# Start of RECORDS SUPPLIED
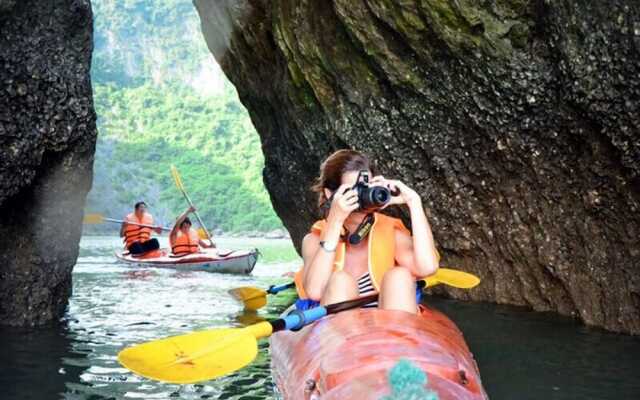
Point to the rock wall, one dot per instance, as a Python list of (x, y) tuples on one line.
[(47, 140), (517, 121)]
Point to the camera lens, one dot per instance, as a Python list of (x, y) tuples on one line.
[(379, 195)]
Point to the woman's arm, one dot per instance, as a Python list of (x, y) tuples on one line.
[(417, 252), (318, 262)]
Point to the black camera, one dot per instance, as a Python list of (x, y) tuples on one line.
[(370, 198)]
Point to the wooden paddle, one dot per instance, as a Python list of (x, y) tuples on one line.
[(255, 298), (203, 229), (99, 219), (204, 355)]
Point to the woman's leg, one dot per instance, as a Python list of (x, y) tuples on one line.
[(398, 291), (341, 287)]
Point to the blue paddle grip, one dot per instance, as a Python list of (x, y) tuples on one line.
[(279, 288), (297, 320)]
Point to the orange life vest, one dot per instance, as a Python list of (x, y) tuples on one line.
[(135, 233), (186, 244), (382, 249)]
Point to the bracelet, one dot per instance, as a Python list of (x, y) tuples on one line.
[(328, 249)]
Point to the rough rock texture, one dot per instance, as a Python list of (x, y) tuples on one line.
[(47, 140), (517, 121)]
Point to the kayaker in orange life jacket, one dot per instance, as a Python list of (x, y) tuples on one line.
[(138, 238), (183, 238), (382, 256)]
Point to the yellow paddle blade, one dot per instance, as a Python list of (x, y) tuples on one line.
[(453, 277), (176, 177), (195, 357), (253, 298), (93, 219)]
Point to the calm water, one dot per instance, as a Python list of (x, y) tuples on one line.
[(522, 355)]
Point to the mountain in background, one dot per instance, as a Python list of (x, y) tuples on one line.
[(161, 99)]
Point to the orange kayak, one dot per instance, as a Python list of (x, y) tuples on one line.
[(348, 356)]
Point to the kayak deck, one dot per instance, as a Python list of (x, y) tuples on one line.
[(348, 356), (210, 260)]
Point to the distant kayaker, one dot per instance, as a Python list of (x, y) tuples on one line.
[(138, 238), (354, 252), (183, 238)]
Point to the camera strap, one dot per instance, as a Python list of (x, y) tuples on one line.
[(362, 230)]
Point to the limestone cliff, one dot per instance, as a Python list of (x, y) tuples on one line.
[(517, 121), (47, 140)]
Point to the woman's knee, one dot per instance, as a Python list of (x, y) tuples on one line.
[(398, 290), (398, 276)]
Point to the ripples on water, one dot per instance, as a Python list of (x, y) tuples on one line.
[(522, 355)]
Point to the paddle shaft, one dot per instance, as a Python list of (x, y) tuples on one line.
[(273, 289), (186, 197), (298, 319)]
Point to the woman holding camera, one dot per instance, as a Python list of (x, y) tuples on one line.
# End of RECORDS SUPPLIED
▶ WHAT YOU HAVE TO DO
Retype every one of the entries above word for word, leaving out the pictures.

▶ WRITTEN SOLUTION
Point to the rock wall, one dot per instance, as a Python list of (x, y) tuples on one line.
[(47, 140), (517, 121)]
Point to the camera lens, one dot per instance, as a Python list of (x, y) tuples on one line.
[(379, 195)]
Point to the woman's arm, one dot per instance, as a Python list of (x, y) tuples on one line.
[(417, 252), (318, 262)]
Point to the black camera, one dot per instance, as a Python list of (x, y) tuples on one line.
[(370, 198)]
Point to the wooden paddle, one dot per instance, as a Python list of (x, y) tuples on one line.
[(255, 298), (203, 229), (99, 219), (204, 355)]
Point to the woman's leg, one dot per instance, as a Python list of (x, y) tuples on one line.
[(398, 291), (341, 287)]
Point to the blue paddle grip, one dot per instance, as a Python list of (x, y) tuples on one line.
[(279, 288), (297, 320)]
Point to the orange life vest, one dot per instance, as a Python list of (x, y) tuples on one line.
[(135, 233), (186, 244), (382, 249)]
Point to the bracelet, one dot per instance, as a Python list of (x, y) tuples on one line.
[(328, 249)]
Point to the rough rock texture, one dot per instance, as a Python list of (x, y) tuples on one line.
[(47, 140), (517, 121)]
Point to the kayaker in orange life jacket, one dot per instance, as a Python list of (x, y) tuples on one line.
[(138, 238), (183, 238), (382, 256)]
Point to the yellow paddle blade, one dot per instance, as a Python list of (x, y) tuples on one line.
[(453, 277), (176, 177), (195, 357), (253, 298), (93, 219)]
Point to the calm water, one dot per instance, as a Python list of (x, y) tuples on one line.
[(522, 355)]
Point to the mountain in background, one dot per instance, as a Python list of (x, y) tuples on one line.
[(161, 99)]
Point to the orange kayak, one dot per instance, as a Python list of (x, y) tuples on one line.
[(348, 356)]
Point to the kayak deck, one dot per instance, as a Python list of (x, y) tuples on one line.
[(348, 356), (210, 260)]
Point to the distant kayaker, one dot per instance, as a Python list of (x, y) tuples on one line.
[(138, 238), (354, 252), (183, 238)]
Point to the camera strap, one dot per instance, as a Python list of (x, y) tuples on one line.
[(362, 230)]
Point to the limestone cliff, one dot per instance, as a Python list of (x, y) tuples on one line.
[(517, 121), (47, 140)]
Point to the woman's knee, one dot per instance, as a Python list of (x, y) tuples on one line.
[(398, 290), (398, 276)]
Point to the ripples on water, one dot per instance, as a Python list of (x, y) tuples on one line.
[(522, 355)]
Point to the paddle shaft, one dot per instance, as a Python list of (x, y) tuples on one line.
[(273, 289), (186, 197), (298, 319)]
Point to the woman holding camera, one dot per instance, as a Python list of (x, y) tuples on one line.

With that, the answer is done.